A Touch of the Dramatic

On Sunday, June 5th, we drove through Allegany State Park near Salamanca, NY on our way home from a shopping trip to BJs Wholesale Club in Allegany, NY.  During our drive we stopped at Stone Tower and at Red House Lake.  I experimented with my camera’s Dramatic Tone Art Filter.  The resulting photographs are works of art. My camera did the hard work, i.e. processing the image which resulted from the use of the filter. All I did was compose the picture (which takes some talent I guess ;)), and crop and sharpen the picture.

I obtained the following information pertaining to the Dramatic Tone Art Filter from “Simply Robin”.

“Art Filters were first introduced in Olympus E-30, allowing users to instantly process their photographs into a selection of available creative effects, such as Pinhole and grainy film effects. While many professional photographers initially frowned upon such redundant installation of bells and whistles to a seemingly mid-level DSLR from Olympus, the Art Filters did win the hearts of many. [T]he popularity of the Art Filter has grown, and been included in all Olympus newer cameras, DSLR system, PEN series and even the compact cameras (called magic filters). It was not so much of what the effects produced since they can be easily manipulated and reproduced by many other means through post-processing software. What really worked was the user experience while shooting in Art Filters, firstly you can instantly view the effect in real time as you compose the shots in live view before even making that shutter button click, and secondly, you can obtain the results straight out of camera.”

Mr. Wong’s article was posted in January 2011. At that time a new art filter was added on the Olympus E-5. That new art filter was the Dramatic Tone Art Filter. My current camera is the Olympus OM-D E-M1, and the dramatic tone art filter is available on that camera.

Continuing with Mr. Wong’s description of the Dramatic Tone Art Filter, Mr. Wong says that the filter “is simply an in-camera pseudo-HDR processing capability, to convert the ordinary looking image into a fake rendition of a HDR shot.”

“If you have dabbled into the world of HDR (high dynamic range) photography, you would have realized that this Dramatic Tone Art Filter is no magic at all, it is simply a very quick processing to drastically lift up the details in the shadow region, while toning down significantly the brightness in the highlight region. Basically what the filter is trying to do is to balance up the dark and bright areas, but at a very extreme margin that the image will most likely turn out looking very unnatural. The lighting balance has been heavily manipulated, and the colour saturation has also been boosted, along with the overall contrast of the image. The overall outcome is a very punchy, strong, vividly surreal looking image.”

Because “Dramatic Tone is actually a pseudo HDR simulating process, it will … benefit you in areas where you require high dynamic range, or the situations when you would actually do HDR photography.” Mr. Wong finds “Dramatic Tone to be useful in the following shooting conditions:

1) Areas with high contrast of shadow and light.

2) Backlit situation. Boy, you will be surprised by what the Dramatic Tone can do in backlit situation.

3) Heavy textures. The Dramatic Tone will put more emphasis on textured subjects, such as the cloud formation in the sky, the rough surface of a brick wall, or the mixture of pimply formation and blackheads of a human face.

4) Areas with flat lighting. If you want to change the flat looking image, the Dramatic Tone can open up a new dimension, and recreate the scene as if the lighting has been changed somehow.”

Challenge
List the shooting conditions in which the article on the Dramatic Tone Art Filter says the filter is useful.

Listing
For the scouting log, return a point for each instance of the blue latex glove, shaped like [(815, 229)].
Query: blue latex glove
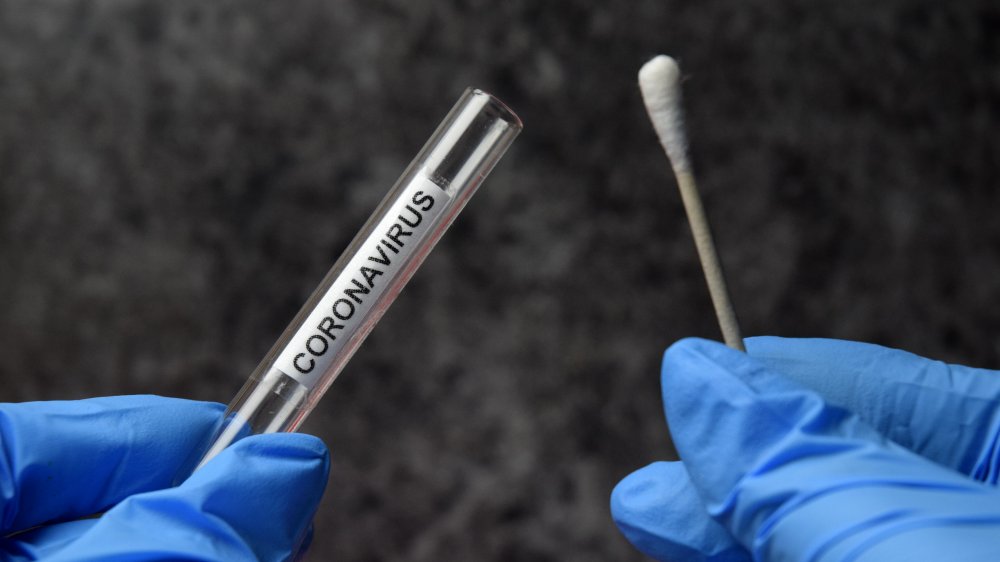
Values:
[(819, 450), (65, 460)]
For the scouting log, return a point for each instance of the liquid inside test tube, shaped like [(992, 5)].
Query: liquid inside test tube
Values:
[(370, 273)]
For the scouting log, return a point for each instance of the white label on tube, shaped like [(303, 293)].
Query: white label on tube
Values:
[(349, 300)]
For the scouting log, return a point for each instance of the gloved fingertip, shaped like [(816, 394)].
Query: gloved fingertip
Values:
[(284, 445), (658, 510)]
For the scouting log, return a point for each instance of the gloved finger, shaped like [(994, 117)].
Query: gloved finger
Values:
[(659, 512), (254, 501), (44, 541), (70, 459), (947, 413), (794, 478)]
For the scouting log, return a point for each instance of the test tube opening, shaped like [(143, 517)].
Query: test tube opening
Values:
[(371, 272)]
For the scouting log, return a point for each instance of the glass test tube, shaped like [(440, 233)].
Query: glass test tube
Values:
---
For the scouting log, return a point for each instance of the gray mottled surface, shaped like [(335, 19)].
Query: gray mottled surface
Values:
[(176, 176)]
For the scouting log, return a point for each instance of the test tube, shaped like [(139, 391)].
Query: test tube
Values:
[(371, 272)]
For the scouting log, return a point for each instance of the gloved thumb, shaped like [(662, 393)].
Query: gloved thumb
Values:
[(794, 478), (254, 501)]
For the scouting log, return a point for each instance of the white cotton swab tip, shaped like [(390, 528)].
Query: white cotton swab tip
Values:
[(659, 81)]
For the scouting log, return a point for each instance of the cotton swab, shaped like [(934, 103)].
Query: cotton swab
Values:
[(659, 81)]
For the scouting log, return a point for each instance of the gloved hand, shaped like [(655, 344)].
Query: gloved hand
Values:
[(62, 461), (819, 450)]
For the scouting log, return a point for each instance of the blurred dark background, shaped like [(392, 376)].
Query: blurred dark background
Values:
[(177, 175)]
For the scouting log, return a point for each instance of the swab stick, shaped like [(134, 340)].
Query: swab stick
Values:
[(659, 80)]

Final answer
1) Areas with high contrast of shadow and light
2) Backlit situations
3) Heavy textures
4) Areas with flat lighting